What this task involves:
Your reply should consist solely of the lines from the one containing "wearing blue cap." through the end of the data, restated word for word.

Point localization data
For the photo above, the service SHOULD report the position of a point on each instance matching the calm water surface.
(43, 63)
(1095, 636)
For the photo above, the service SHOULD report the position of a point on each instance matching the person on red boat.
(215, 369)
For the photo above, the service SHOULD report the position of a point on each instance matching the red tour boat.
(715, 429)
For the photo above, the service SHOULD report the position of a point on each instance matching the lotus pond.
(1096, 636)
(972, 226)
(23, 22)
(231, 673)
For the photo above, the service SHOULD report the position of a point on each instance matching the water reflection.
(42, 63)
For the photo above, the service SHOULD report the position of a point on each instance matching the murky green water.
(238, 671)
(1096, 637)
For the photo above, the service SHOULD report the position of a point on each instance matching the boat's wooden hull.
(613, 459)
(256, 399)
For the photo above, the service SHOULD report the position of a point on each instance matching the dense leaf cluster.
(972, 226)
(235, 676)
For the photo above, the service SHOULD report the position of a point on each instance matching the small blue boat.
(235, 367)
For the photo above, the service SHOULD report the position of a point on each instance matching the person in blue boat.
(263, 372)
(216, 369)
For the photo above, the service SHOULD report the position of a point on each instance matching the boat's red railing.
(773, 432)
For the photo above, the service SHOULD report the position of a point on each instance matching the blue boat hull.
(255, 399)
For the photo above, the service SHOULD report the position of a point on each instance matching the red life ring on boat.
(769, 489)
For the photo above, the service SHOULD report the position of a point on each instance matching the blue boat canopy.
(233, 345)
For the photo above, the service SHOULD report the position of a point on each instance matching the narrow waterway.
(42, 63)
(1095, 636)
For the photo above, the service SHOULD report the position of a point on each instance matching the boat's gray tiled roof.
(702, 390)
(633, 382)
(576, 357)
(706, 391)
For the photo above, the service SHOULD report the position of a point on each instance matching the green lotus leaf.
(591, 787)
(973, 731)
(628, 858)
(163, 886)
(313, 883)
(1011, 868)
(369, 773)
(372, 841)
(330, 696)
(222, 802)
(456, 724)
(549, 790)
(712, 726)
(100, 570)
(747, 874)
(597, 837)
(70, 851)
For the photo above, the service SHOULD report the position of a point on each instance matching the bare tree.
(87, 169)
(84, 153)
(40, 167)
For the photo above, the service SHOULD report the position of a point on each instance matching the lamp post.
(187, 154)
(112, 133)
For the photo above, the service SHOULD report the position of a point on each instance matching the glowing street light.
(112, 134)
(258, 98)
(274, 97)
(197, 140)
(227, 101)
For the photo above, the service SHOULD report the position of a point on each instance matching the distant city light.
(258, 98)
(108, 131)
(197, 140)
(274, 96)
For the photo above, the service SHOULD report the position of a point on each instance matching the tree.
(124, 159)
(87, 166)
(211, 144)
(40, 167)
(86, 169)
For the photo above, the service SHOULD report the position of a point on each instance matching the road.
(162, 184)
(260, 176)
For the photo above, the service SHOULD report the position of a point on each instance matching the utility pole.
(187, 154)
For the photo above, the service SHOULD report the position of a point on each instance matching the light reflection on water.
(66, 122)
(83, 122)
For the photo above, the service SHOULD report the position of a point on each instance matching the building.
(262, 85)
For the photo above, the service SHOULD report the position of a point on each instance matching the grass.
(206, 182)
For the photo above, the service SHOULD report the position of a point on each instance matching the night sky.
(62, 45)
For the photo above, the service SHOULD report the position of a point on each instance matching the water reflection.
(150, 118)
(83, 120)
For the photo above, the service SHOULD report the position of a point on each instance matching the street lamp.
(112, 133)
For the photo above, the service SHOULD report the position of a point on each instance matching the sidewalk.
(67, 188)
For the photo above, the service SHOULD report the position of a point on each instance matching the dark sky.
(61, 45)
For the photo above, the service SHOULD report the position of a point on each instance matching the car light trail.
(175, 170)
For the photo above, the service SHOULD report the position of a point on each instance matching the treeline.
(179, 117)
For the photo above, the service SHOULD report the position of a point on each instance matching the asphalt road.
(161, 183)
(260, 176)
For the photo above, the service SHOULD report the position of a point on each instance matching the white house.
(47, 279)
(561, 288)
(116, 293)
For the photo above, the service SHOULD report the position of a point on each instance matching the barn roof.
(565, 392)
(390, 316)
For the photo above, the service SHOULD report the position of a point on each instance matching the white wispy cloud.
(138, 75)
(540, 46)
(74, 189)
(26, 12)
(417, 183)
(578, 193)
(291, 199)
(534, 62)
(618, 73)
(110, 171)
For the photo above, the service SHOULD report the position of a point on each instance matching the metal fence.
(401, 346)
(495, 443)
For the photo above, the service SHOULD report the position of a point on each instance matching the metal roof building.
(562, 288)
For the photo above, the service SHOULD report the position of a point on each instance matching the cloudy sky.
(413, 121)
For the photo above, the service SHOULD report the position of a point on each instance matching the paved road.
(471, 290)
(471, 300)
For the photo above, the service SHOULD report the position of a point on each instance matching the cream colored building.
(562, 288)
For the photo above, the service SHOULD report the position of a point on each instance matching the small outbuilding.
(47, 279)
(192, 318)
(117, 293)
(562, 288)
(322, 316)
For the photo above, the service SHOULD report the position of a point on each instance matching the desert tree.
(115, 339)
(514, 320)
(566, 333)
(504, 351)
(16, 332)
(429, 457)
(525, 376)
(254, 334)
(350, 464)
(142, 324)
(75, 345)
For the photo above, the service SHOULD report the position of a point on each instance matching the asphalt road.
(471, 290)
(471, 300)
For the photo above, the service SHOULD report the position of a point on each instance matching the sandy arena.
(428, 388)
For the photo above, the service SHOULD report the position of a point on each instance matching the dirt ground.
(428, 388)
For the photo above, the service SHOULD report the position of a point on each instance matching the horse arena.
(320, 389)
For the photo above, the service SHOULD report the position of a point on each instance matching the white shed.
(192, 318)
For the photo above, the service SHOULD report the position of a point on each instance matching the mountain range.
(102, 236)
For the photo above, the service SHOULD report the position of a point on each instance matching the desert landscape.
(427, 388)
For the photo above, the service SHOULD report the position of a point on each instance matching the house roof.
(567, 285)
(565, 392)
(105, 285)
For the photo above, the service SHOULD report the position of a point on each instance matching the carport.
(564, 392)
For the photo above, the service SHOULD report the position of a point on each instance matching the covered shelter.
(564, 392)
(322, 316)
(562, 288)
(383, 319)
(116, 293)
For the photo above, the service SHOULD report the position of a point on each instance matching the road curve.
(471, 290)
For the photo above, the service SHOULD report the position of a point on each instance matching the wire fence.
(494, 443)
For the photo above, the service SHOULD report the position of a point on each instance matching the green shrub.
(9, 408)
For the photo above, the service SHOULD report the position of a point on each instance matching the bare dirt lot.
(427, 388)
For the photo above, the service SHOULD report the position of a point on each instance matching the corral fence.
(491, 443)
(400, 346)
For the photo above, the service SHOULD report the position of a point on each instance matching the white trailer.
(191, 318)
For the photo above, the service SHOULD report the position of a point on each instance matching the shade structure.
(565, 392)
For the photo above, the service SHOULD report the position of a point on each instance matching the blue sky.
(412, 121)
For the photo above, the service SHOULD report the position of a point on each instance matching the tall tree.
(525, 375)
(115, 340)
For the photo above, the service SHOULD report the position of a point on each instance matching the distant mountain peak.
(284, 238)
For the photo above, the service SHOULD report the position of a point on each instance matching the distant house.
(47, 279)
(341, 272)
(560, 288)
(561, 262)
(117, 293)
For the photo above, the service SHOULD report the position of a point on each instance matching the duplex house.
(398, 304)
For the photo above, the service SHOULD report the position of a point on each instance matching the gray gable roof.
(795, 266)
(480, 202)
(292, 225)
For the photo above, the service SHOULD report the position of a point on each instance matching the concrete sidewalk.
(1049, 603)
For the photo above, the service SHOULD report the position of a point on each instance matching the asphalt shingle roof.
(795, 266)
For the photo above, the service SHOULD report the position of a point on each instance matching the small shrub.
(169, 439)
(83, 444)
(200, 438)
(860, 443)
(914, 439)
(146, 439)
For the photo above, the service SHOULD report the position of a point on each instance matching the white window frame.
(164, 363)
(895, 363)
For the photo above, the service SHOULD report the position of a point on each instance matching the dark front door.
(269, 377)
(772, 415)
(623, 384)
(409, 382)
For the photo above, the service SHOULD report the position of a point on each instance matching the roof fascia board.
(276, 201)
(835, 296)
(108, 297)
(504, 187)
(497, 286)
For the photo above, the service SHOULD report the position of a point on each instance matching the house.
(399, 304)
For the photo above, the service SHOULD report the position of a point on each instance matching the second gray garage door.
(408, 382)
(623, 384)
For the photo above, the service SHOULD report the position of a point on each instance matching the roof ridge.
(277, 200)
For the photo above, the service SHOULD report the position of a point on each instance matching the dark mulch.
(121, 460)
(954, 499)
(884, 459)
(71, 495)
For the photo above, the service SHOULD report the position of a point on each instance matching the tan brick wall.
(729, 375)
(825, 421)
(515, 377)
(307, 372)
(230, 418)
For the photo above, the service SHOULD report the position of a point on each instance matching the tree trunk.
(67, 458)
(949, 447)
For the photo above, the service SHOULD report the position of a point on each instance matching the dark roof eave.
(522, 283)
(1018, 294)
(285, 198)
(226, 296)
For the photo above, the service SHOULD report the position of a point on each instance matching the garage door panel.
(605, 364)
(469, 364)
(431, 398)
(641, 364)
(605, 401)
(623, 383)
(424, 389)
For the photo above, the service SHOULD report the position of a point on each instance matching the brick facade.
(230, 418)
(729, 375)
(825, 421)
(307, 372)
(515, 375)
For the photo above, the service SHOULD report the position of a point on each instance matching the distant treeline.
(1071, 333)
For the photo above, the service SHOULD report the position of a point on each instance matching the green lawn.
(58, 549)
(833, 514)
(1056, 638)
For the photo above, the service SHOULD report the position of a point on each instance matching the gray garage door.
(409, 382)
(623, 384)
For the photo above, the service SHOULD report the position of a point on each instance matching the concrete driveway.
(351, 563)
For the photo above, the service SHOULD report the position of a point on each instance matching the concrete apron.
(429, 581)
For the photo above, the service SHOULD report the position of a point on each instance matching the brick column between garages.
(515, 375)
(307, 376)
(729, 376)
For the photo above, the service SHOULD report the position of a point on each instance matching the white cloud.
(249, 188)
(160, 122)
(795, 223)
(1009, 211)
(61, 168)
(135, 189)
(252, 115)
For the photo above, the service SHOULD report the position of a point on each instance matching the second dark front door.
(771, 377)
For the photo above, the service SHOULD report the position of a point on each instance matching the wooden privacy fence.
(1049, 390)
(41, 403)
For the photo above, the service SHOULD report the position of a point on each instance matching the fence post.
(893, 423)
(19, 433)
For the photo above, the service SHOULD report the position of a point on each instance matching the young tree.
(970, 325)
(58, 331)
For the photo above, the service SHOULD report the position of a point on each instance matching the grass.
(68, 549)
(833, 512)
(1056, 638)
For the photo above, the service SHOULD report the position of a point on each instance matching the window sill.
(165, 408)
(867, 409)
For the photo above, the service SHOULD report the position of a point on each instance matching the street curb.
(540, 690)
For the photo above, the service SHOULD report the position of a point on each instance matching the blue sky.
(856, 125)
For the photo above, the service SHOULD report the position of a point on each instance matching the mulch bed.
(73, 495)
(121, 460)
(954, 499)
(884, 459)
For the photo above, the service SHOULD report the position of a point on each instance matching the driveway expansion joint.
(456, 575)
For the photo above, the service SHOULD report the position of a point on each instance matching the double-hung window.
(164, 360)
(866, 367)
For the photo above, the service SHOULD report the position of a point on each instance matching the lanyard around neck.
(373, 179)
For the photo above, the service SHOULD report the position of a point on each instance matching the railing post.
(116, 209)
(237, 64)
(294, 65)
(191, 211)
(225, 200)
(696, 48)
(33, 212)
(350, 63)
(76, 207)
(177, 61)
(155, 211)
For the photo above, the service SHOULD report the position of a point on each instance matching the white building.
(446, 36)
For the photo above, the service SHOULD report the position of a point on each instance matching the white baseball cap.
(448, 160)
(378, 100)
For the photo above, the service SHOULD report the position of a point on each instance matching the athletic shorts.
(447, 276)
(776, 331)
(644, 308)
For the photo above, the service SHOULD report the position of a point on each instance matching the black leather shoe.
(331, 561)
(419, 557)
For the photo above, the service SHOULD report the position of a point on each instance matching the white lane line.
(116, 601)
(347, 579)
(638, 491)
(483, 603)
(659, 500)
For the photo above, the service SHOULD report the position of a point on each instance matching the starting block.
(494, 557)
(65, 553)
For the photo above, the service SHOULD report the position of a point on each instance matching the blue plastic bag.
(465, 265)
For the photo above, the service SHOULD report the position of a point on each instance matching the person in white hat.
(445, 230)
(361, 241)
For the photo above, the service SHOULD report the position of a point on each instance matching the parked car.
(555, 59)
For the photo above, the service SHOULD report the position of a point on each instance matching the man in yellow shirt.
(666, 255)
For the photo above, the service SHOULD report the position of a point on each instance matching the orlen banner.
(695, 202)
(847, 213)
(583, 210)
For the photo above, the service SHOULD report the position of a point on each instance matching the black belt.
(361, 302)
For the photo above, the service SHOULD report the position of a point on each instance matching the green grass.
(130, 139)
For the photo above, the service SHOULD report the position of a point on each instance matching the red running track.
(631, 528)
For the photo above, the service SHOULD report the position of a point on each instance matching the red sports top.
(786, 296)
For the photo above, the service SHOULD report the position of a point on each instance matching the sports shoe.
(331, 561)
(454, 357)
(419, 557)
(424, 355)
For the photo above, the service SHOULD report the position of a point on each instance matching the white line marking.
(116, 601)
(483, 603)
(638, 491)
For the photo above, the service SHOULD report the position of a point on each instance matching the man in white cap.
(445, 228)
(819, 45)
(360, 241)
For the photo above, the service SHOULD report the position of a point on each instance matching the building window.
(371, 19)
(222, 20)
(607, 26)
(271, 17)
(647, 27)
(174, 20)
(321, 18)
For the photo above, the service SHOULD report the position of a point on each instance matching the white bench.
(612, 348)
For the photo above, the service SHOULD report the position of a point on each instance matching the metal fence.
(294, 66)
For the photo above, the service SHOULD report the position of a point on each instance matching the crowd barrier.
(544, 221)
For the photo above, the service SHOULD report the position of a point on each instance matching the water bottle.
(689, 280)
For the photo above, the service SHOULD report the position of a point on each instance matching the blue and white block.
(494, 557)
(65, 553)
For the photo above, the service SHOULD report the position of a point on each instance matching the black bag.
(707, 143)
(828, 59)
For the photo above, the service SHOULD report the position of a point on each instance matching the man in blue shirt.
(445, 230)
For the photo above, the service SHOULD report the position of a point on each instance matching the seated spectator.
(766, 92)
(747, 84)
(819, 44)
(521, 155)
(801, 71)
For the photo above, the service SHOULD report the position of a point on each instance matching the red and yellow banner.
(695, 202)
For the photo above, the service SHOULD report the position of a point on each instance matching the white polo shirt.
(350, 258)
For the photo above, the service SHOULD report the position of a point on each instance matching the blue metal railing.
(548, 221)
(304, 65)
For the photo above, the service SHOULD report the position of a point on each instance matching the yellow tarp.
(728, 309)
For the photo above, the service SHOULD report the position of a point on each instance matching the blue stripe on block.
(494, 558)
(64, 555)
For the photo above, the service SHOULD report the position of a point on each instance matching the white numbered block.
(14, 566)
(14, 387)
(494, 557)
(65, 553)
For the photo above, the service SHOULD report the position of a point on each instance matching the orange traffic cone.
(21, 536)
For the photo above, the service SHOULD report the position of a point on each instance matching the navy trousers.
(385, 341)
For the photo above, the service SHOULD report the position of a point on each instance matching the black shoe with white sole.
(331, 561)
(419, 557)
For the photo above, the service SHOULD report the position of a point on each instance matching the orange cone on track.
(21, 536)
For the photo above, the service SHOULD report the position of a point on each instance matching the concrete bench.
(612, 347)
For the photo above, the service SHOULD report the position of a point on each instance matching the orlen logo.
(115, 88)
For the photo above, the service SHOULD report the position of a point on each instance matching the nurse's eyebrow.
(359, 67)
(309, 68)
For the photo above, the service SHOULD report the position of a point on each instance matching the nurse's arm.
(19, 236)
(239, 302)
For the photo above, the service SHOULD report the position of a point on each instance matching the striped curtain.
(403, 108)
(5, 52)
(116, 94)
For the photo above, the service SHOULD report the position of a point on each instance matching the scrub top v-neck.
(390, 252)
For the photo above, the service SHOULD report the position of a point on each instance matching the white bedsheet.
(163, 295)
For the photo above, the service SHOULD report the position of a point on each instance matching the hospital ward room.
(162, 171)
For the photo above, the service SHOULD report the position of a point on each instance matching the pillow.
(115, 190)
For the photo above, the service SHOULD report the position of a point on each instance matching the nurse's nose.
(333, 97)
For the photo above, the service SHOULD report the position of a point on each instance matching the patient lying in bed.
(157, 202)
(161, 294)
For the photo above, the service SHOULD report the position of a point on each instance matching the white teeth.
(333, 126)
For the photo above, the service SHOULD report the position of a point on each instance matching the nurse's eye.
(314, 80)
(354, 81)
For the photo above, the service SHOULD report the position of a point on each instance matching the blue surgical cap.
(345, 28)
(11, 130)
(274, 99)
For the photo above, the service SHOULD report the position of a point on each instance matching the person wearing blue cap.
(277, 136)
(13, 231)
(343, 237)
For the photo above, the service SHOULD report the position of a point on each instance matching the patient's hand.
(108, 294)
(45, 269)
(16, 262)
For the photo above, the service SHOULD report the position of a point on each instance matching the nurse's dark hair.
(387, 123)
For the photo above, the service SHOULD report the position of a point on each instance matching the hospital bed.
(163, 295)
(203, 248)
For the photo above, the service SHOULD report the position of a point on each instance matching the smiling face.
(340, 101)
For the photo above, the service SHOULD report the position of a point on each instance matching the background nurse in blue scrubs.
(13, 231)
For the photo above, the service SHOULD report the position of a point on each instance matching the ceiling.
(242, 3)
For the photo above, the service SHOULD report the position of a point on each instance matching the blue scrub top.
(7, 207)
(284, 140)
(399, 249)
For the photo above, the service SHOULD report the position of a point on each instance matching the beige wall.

Response to the exercise:
For the photo above, the service SHOULD report the position of a point on each instance matching the person wearing blue cap.
(277, 136)
(13, 231)
(343, 237)
For the photo above, the service SHOULD report the position of a point on each instance matching the patient's hand.
(108, 294)
(45, 269)
(16, 262)
For the photo above, the service SHOULD report the position of a point on each instance matching the nurse's dark hair.
(387, 123)
For the photo above, the service SHOULD report the position of a point on each instance matching the hospital bed.
(163, 295)
(203, 248)
For the photo above, the service SHOULD report the position of a point on each instance matching the smiling face.
(340, 101)
For the photo above, the service SHOULD report the position of a point on each instance matching the background nurse in blue scrubs.
(13, 231)
For the photo above, the service SHOULD report the position of a point on each instance matching the ceiling.
(242, 3)
For the photo above, the service SHOULD report the position of a point on each instance matching the blue scrub top.
(7, 207)
(284, 140)
(399, 249)
For the photo above, the service SHOULD report the position of a point on each instance matching the beige wall.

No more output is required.